[BEGIN]
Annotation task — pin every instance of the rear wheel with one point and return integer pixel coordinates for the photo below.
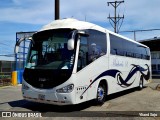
(101, 94)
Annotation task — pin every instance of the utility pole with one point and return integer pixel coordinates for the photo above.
(116, 19)
(56, 9)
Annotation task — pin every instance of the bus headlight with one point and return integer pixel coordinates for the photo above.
(66, 89)
(25, 87)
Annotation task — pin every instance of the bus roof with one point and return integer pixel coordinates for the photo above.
(71, 23)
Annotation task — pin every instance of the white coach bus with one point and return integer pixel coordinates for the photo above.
(71, 61)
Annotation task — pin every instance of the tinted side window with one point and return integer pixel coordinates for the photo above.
(122, 47)
(97, 44)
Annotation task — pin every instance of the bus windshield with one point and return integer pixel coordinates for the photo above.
(49, 51)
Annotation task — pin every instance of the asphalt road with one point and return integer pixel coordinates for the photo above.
(130, 101)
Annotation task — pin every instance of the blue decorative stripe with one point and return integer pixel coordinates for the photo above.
(123, 83)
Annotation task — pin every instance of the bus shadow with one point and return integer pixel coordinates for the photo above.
(122, 93)
(43, 108)
(40, 107)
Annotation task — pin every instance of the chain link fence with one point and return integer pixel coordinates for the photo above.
[END]
**Written instruction:** Rewrite all the material above, changing every "photo" to "image" and keeping everything else as it is. Omit the pictures.

**Output of the exercise:**
Annotation task — pin every instance of the rear wheel with one point and return integer pixel coordinates for the image below.
(101, 94)
Annotation task — pin every instance of the utility pole with one point and return integer pixel coordinates for the image above.
(116, 19)
(56, 9)
Annotation task — pin every instance of the bus headlight with one point and return integer pixel coordinates for the image above.
(66, 89)
(25, 87)
Annotation task — pin every instance of the bus roof with one point and return integer pixel coordinates for the image above.
(71, 23)
Annotation task — pin every instance of the white coach bus with one point and return integer pixel coordinates for the image above.
(71, 61)
Annotation task — pin every instance of the tinted side window with one point and return integer pixel coordinates for the image above.
(122, 47)
(97, 44)
Annotation task — pin every instance of the bus windshield with one point and return integer pixel coordinates for the image above.
(49, 51)
Annotation task — pin every instance of the asphalt road with one point and return integer pixel coordinates for the image above.
(130, 101)
Annotation task — pin every instance of the blue decorative stripe with one point and return integer pixel coordinates for the image above.
(123, 83)
Annotation task — pin every instance of the bus shadow with one point and return integer pixel coordinates for the image above.
(122, 93)
(43, 108)
(40, 107)
Annotation task — pin every instance of the chain link fence with one point and return integer pixel coordinates for the image above.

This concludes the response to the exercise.